Provided passage →
# # #

Velon now has rival VENOM group.

 

New Cycling group logo

New Cycling group logo

The lead story over the past week in the world of professional cycling is that the sport is tearing itself apart.

ASO, the organizer of the Tour de France, Paris-Nice and Paris-Roubaix is either angry with the slow implementation of reforms or angry because they’re against all reforms that reduce their power and force a sharing of revenue.

Brian Cookson, the president of the UCI, is  apparently unable to convince his own Management Committee to put the reforms into action. Those proposals are now on hold for the foreseeable future and backroom politics are in force.

The Velon group, comprised of 11 cycling teams, are also pushing hard for financial reform — read, a slice of the financial pie — but have very little leverage over the UCI and ASO. Velon is not going to boycott the biggest races on the calendar unless they plan on losing all their sponsors.

Now, a rumor is spreading that a fourth group has wedged its way into the debate. The newly created VENOM group is headed by Igor Makarov, boss of Russian cycling and non-Velon team Katusha. It also has the support of the European Cycling Union headed by UCI  Management Committee member David Lappartient of France. Renato di Rocco of the Italian federation has also thrown his considerable influence into the new VENOM group.

As of yet, no official statement of the VENOM group’s intent has been made and speculation runs rampant. “I see them as like SPECTRE, the villain organization in the James Bond films,” said Micheal Cillyness, a respected cycling journalist. “VENOM would very much be a clandestine and secretive organization that seeks to destroy the UCI from within and destabilize the efforts of Velon.”

With Brian Cookson now forced into a position of weakness within the UCI and ASO unwilling to outline a public agenda and Velon failing to gain traction, VENOM could very well seize power. It’s a prospect that sends chills up the spines of many within the world of professional cycling.

Former Tour de France champion Greg Lemond sees danger in VENOM. “Look at their name — that tells you all you need to know. They’re evil, they want to destroy things, they’re out to set up a cycling dictatorship,” said Lemond. “I think my house may be bugged.”

Jonathan Vaughters, the head of the Cannonade-Garmin (and a Velon member) is also worried about VENOM’s plans. “I grew up watching Man From Uncle. There is no question that VENOM is like THRUSH,” said Vaughters. “I talked to Wegelius and told him he will have to be our Napoleon Solo or we’re doomed.”

Nefarious or not, VENOM is a powerful organization within professional cycling. In a sport still rocked by doping allegations, financial reform disputes, federation power struggles, poor monetization and weak governance, the appearance of  mysterious and powerful new organization is cause for great concern.

Mystery man Makarov, the head of VENOM, has said nothing of the group’s plans or strategy. He bears little physical similarity to Bond villains Dr No, Goldfinger and Raoul Silva — although there is a passing likeness with Le Chiffre.

It remains to be seen how the arrival of VENOM will alter the future of professional cycling. However, there is already an aura of fear and apprehension spreading throughout the peloton.

“This could be a nightmare, doomsday, Night of the Long Knives, evil virus type scenario or maybe nothing at all,” said Vaughters. “At the end of the day, I think we’re all a little bit concerned.”

# # #

Activity 1 →
In the cycling article, rewrite the paragraph beginning "The Velon group, comprised of 11 cycling teams" as a short bulleted list that keeps its main facts.
Activity 2 →
According to the cycling article, who heads the VENOM group?
Activity 3 →
Print the stretch of the cycling article from "The lead story" through "are in force.".

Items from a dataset
# # #

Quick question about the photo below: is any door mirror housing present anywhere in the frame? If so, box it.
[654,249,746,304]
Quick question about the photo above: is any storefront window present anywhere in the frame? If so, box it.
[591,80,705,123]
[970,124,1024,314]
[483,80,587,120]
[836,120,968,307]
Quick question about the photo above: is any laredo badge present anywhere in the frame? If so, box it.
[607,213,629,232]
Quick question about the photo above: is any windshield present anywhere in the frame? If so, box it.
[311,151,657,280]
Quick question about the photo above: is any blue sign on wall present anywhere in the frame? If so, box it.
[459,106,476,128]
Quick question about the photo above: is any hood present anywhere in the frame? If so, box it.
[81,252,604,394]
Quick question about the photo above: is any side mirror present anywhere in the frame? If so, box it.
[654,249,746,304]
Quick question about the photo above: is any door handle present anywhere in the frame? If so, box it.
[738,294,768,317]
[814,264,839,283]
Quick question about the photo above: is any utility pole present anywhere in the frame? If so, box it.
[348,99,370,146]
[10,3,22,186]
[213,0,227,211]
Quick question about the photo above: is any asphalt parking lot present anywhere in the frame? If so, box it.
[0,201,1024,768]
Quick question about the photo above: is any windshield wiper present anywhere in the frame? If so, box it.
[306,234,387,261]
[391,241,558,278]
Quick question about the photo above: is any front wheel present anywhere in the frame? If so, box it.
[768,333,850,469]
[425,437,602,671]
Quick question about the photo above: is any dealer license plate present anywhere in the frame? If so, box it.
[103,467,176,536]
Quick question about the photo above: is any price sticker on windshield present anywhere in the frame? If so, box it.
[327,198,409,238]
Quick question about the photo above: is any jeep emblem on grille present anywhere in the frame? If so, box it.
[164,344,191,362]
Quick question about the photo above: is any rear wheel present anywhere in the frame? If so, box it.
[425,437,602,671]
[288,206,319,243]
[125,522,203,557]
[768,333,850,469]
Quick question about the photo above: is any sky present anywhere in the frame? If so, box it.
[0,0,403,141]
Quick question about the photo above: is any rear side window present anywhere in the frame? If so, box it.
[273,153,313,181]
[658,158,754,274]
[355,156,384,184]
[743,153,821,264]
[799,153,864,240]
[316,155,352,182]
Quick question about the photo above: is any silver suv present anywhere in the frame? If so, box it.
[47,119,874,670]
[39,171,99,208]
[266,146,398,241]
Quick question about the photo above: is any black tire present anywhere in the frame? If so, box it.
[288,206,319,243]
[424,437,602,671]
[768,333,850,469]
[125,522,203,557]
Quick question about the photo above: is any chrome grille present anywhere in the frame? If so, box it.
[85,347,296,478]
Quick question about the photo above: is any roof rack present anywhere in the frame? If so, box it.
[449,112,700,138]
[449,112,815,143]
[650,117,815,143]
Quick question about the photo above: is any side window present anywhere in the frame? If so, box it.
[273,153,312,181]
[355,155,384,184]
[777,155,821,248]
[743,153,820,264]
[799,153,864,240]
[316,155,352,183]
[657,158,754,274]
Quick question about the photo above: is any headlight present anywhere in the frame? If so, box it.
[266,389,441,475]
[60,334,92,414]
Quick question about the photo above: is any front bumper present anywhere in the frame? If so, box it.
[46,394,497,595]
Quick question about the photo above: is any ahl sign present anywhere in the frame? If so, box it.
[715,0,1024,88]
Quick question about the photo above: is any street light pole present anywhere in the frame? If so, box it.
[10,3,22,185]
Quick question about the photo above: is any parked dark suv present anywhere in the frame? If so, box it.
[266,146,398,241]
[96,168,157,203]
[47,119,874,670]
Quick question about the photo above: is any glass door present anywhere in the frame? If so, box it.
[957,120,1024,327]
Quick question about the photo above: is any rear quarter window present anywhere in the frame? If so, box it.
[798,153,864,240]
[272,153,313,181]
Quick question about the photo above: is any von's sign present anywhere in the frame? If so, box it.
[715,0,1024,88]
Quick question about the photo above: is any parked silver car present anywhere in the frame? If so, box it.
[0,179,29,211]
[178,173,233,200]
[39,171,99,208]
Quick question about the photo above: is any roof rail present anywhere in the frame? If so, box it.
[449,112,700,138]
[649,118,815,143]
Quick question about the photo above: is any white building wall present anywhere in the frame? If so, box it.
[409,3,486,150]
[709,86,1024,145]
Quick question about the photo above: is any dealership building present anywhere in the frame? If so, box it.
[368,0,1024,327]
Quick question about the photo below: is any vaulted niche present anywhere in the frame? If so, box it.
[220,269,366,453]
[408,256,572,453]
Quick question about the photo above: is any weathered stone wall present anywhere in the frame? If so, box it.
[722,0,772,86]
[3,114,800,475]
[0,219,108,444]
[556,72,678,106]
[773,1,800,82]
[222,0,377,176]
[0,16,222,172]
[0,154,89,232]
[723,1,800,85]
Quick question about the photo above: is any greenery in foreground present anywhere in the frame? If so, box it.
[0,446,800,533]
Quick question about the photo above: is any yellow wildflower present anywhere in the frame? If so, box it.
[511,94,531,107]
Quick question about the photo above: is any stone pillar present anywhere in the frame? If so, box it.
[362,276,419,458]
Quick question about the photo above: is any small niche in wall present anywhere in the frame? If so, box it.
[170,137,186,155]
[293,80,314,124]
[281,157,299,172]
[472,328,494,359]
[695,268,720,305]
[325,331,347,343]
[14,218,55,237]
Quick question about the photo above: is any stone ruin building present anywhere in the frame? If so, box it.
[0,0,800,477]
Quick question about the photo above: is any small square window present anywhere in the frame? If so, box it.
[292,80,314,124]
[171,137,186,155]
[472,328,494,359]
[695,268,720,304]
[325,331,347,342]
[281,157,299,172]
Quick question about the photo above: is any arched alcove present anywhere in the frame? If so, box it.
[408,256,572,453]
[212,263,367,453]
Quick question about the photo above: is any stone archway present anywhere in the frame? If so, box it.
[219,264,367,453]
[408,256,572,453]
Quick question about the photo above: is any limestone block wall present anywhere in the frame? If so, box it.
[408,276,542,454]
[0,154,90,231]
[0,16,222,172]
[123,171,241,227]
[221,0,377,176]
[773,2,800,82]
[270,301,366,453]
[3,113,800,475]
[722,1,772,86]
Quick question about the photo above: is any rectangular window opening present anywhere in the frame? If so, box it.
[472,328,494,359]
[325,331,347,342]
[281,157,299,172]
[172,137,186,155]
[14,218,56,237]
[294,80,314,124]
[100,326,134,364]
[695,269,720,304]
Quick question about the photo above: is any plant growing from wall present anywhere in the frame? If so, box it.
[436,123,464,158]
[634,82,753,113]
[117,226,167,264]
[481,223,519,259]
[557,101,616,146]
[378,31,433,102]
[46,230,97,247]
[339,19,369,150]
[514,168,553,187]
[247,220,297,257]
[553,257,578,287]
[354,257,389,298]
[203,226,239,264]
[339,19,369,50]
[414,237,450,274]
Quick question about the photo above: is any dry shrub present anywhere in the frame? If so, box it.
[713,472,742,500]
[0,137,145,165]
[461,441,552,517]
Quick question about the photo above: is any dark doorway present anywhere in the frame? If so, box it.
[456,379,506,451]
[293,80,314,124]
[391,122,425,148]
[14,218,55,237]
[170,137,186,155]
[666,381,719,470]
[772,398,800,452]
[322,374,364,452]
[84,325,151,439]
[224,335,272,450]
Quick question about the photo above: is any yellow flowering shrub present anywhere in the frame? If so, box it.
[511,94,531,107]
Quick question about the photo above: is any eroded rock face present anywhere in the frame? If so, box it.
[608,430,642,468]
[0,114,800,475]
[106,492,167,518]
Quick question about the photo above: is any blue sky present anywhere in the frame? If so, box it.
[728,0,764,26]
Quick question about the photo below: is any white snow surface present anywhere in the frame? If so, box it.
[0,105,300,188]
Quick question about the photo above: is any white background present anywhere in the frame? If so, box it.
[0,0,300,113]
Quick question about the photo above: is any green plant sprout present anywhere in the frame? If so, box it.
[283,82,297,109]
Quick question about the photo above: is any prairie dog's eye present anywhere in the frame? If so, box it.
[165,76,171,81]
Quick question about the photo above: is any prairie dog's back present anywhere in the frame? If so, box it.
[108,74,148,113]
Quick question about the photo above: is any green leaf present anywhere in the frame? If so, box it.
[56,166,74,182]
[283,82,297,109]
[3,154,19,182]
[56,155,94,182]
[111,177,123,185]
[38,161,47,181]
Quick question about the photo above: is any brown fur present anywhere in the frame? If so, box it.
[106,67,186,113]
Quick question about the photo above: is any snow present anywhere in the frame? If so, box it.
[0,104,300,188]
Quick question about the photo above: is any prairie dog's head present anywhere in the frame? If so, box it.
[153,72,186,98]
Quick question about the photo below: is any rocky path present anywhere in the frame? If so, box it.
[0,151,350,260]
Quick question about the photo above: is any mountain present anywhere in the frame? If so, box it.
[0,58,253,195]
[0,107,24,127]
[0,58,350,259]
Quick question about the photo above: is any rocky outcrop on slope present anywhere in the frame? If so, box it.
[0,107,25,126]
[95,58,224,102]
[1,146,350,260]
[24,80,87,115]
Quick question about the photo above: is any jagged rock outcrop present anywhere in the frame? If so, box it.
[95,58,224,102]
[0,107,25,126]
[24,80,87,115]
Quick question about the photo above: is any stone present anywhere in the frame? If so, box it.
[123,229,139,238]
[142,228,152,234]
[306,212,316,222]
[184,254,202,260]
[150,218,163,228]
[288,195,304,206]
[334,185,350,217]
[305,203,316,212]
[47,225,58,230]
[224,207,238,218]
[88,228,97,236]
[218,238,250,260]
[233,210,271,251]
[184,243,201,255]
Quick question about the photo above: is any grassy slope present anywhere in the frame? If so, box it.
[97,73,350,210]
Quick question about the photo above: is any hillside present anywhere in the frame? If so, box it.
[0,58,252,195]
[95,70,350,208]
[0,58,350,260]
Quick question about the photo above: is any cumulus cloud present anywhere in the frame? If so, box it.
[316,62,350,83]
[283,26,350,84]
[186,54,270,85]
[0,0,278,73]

# # #

Task output 1 →
- Velon is made up of 11 cycling teams.
- It is pushing hard for financial reform, meaning a share of the financial pie.
- It has very little leverage over the UCI and ASO.
- It will not boycott the biggest races on the calendar unless it plans on losing all its sponsors.

Task output 2 →
Igor Makarov, boss of Russian cycling and the Katusha team.

Task output 3 →
The lead story over the past week in the world of professional cycling is that the sport is tearing itself apart.

ASO, the organizer of the Tour de France, Paris-Nice and Paris-Roubaix is either angry with the slow implementation of reforms or angry because they’re against all reforms that reduce their power and force a sharing of revenue.

Brian Cookson, the president of the UCI, is  apparently unable to convince his own Management Committee to put the reforms into action. Those proposals are now on hold for the foreseeable future and backroom politics are in force.